* Selected passage *
☆ ☆ ☆ ☆ ☆ ☆ ☆

In nonsmall cell lung cancer (NSCLC), the development and clinical application of tyrosine kinase inhibitors (TKIs) targeting the epidermal growth factor receptor (EGFR) has required the investigation of EGFR status by gene copy number and/or mutation analysis. This review aimed to present the current knowledge of the use of cytological specimens for EGFR testing in lung cancer.

METHODS:

A systematic computerized search was performed of the MEDLINE(R) and EMBASE databases to identify articles reporting the use of cytological samples for determining EGFR status in NSCLC.

RESULTS:

Data were extracted from 30 original articles. An additional 19 reviews, consensus statements, and editorials were selected from 175 retrieved papers. Different techniques using cell blocks, scraped cells from archival slides, and fresh cells have shown promising results and include fluorescent in situ hybridization (FISH), direct sequencing, and quantitative polymerase chain reaction (PCR), with similar or higher accuracy and sensitivity than surgical specimens. Preservation and quality of the extracted DNA seem to matter more than the actual number of tumor cells present in the samples. However, major issues still reside in the amount of material, the interference from background non-neoplastic cells, and standardization of parameters for cytological samples.

CONCLUSIONS:

This analysis provided evidence that cytological material is suitable for detecting EGFR status using several different methodologies and preparations. New prospective, clinical studies are encouraged for collection and handling of cytological samples as well as for validation of novel techniques in large cohorts. Cancer (Cancer Cytopathol) 2011;. © 2011 American Cancer Society.

☆ ☆ ☆ ☆ ☆ ☆ ☆

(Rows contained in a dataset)
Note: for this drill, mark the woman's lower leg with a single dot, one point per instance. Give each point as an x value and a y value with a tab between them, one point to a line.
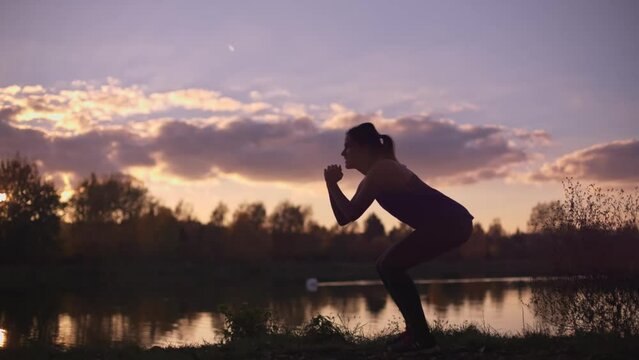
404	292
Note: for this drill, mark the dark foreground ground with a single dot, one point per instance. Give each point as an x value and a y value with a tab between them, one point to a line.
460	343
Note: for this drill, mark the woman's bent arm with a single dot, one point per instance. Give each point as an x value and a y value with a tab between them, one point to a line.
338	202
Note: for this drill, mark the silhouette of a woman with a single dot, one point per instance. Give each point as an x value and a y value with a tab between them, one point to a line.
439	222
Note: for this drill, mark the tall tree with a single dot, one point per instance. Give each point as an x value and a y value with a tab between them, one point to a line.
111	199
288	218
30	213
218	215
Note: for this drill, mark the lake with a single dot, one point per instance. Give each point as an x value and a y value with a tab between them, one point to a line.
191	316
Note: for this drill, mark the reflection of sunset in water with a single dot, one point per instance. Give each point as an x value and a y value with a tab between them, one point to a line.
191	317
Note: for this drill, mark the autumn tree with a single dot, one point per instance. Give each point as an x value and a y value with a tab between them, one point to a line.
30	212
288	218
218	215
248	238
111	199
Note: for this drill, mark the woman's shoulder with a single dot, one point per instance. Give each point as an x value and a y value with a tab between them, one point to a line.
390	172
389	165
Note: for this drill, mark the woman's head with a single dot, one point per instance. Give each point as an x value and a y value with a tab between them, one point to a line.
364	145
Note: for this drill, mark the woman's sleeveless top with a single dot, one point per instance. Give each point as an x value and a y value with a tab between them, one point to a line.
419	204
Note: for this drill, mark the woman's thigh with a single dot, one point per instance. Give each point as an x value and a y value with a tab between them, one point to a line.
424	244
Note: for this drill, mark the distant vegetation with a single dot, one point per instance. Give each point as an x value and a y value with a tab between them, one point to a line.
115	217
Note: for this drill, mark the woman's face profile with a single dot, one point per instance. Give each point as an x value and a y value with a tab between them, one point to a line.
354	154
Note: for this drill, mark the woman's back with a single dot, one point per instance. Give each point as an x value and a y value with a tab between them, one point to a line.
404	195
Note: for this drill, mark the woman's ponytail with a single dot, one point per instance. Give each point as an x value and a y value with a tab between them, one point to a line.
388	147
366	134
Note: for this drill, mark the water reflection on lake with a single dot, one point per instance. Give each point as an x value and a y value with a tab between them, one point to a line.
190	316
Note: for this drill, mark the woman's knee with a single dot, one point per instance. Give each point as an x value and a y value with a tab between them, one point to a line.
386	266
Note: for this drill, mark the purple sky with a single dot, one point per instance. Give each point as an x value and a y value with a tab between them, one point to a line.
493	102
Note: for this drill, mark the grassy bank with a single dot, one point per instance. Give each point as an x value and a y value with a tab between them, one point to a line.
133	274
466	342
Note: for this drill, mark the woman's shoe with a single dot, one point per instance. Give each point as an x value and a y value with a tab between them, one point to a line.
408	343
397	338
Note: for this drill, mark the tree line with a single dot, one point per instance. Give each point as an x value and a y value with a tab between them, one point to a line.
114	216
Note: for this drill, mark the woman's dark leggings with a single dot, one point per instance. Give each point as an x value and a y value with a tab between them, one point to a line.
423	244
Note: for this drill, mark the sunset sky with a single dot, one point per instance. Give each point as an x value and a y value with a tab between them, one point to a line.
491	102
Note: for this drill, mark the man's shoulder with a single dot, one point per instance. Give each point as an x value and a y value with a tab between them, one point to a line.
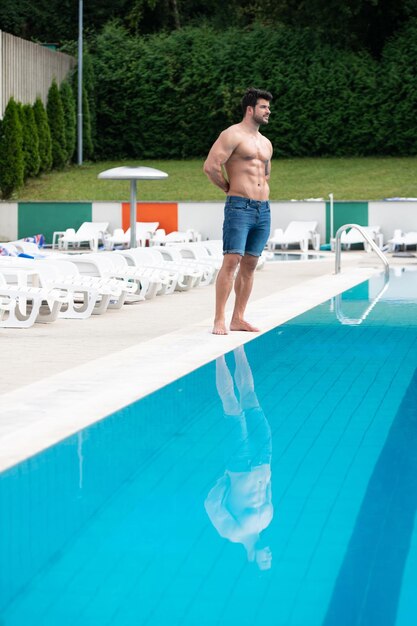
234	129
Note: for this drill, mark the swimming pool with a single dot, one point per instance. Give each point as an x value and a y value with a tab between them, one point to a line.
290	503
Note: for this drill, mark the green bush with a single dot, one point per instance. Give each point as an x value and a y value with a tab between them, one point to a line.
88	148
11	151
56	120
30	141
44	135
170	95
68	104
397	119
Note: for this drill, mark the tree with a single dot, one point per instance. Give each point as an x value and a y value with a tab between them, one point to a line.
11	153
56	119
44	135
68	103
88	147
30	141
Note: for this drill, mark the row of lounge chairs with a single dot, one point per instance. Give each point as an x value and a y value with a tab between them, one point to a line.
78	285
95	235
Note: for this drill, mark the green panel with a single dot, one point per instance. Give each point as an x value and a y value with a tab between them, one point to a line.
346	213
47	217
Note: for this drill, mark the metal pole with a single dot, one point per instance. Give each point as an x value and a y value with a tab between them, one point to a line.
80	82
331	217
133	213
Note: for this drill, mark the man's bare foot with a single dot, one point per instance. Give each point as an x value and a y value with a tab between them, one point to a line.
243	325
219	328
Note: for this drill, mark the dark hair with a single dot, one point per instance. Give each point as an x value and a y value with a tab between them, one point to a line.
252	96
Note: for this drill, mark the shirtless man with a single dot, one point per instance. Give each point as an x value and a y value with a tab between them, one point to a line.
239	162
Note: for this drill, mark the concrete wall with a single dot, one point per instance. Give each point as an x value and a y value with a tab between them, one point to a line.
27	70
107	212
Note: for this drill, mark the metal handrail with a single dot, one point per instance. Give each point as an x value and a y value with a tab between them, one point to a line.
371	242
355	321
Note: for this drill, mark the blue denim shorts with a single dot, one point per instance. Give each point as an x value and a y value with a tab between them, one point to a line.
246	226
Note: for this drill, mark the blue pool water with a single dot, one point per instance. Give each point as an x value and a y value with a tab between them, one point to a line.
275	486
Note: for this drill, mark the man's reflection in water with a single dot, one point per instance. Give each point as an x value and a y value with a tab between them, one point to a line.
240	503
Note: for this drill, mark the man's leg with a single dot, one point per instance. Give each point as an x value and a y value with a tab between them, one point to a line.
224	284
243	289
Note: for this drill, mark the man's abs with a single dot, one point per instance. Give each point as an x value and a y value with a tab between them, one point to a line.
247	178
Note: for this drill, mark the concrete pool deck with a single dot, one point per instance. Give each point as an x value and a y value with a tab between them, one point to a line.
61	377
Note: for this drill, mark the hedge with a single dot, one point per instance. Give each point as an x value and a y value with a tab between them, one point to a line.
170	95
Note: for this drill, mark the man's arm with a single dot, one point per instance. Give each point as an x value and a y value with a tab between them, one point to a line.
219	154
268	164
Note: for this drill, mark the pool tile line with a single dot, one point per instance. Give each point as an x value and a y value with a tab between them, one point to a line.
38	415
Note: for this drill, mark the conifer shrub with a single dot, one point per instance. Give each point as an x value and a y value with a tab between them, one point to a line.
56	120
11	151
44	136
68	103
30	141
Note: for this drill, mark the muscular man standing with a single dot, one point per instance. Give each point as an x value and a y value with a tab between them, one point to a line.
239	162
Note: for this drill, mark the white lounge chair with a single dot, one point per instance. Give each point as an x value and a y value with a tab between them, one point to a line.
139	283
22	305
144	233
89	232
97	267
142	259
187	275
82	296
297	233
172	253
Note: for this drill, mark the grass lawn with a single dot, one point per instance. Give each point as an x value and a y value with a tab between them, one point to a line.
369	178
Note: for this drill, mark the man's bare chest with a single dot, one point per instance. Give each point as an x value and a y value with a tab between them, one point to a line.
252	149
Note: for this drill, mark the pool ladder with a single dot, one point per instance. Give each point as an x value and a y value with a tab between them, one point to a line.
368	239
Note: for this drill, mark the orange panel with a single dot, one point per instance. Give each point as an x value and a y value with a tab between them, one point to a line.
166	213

☆ ☆ ☆ ☆ ☆ ☆ ☆

* Activity 1 *
According to the abstract on EGFR testing in lung cancer, how many original articles supplied the extracted data?
* Activity 2 *
Print part of the abstract on EGFR testing in lung cancer, starting at the words "In nonsmall cell" and stopping after the words "in lung cancer.".
The rows have no connection to the abstract on EGFR testing in lung cancer.

* Exercise solution 1 *
Data were extracted from 30 original articles.

* Exercise solution 2 *
In nonsmall cell lung cancer (NSCLC), the development and clinical application of tyrosine kinase inhibitors (TKIs) targeting the epidermal growth factor receptor (EGFR) has required the investigation of EGFR status by gene copy number and/or mutation analysis. This review aimed to present the current knowledge of the use of cytological specimens for EGFR testing in lung cancer.